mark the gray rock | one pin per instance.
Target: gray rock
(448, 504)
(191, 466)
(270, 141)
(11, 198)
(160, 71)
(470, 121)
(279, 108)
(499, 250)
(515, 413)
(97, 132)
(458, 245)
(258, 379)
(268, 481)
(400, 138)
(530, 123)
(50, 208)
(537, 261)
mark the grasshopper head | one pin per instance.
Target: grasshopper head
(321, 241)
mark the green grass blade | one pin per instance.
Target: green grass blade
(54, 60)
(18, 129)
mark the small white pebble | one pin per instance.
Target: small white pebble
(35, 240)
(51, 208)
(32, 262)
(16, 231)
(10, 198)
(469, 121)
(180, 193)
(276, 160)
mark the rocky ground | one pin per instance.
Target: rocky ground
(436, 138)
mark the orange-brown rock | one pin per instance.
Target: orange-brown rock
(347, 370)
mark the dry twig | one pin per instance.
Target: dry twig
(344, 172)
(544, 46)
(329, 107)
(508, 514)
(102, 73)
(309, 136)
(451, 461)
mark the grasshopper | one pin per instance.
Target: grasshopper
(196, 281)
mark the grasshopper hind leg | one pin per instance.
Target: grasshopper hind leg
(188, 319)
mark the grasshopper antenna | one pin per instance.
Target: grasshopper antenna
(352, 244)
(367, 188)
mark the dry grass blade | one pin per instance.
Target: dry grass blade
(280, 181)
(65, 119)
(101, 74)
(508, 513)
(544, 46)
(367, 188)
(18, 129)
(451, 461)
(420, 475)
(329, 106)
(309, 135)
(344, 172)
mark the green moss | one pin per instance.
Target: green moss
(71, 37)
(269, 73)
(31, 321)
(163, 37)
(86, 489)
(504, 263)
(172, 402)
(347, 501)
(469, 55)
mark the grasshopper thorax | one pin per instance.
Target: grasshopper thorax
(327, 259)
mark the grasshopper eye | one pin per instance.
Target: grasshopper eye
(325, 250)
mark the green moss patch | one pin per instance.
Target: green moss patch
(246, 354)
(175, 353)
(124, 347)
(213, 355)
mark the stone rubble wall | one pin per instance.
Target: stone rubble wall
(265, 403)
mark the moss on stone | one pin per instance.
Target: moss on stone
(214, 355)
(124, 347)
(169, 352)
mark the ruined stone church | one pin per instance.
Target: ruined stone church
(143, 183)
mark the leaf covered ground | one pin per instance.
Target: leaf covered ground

> **The problem**
Copy out everything from the line containing "mark the grasshopper hind" down to the end of the records, requests included, shifting every coordinate in the answers by -126.

> **Task output**
mark the grasshopper hind leg | one pin per instance.
Target: grasshopper hind leg
(62, 193)
mark the grasshopper antenna | one pin per instance.
Target: grasshopper antenna
(226, 118)
(241, 62)
mark the dry grass blade | one pin per instance.
Target: dry grass blade
(154, 55)
(-61, -7)
(-25, -52)
(382, 387)
(418, -80)
(241, 62)
(-108, 3)
(325, 335)
(294, 349)
(203, -20)
(183, 9)
(218, 46)
mark the green moss | one pin per instance.
Target: green moss
(-55, -89)
(143, -53)
(-95, 195)
(37, -89)
(-40, 363)
(378, 137)
(46, 276)
(221, 375)
(343, -71)
mark the grasshopper thorax | one pin per instance.
Target: grasshopper thorax
(201, 133)
mark the grasshopper eye | one pin per instance.
Target: grasshopper eye
(199, 124)
mark the green moss patch | one pin per instance.
Target: green moss patch
(120, 228)
(49, 227)
(-2, 221)
(87, 229)
mark the stone rubble wall | one pin per instance.
Target: stone rubble wall
(139, 277)
mark the moss on stone | one pin per instance.
Target: moss on stone
(88, 229)
(-2, 221)
(43, 226)
mark the ruined stone church | one pin per instance.
Target: ruined stone church
(17, 57)
mark the leaf covered ground | one pin per instance.
Target: leaf covered ground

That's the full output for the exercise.